> EXERCISE DESCRIPTION
Rewrite the entries below with "foreground points" substituted for every occurrence of "positive clicks", leaving everything else unchanged.

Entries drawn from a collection
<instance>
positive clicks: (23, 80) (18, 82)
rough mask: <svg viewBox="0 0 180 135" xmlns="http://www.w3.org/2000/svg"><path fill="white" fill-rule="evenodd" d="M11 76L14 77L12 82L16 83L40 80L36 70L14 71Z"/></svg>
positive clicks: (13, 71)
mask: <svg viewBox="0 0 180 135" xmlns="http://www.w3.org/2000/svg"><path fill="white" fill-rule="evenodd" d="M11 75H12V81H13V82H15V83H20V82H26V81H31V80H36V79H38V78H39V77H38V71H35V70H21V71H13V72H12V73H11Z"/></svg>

> RESPONSE TO THIS EXERCISE
<instance>
foreground points: (23, 80) (18, 82)
rough mask: <svg viewBox="0 0 180 135" xmlns="http://www.w3.org/2000/svg"><path fill="white" fill-rule="evenodd" d="M11 76L14 77L12 82L16 83L40 80L36 70L14 71Z"/></svg>
foreground points: (13, 71)
mask: <svg viewBox="0 0 180 135" xmlns="http://www.w3.org/2000/svg"><path fill="white" fill-rule="evenodd" d="M11 75H12V81H13V82H15V83H20V82H26V81H31V80H36V79H38V78H39V77H38V71H35V70H21V71H13V72H12V73H11Z"/></svg>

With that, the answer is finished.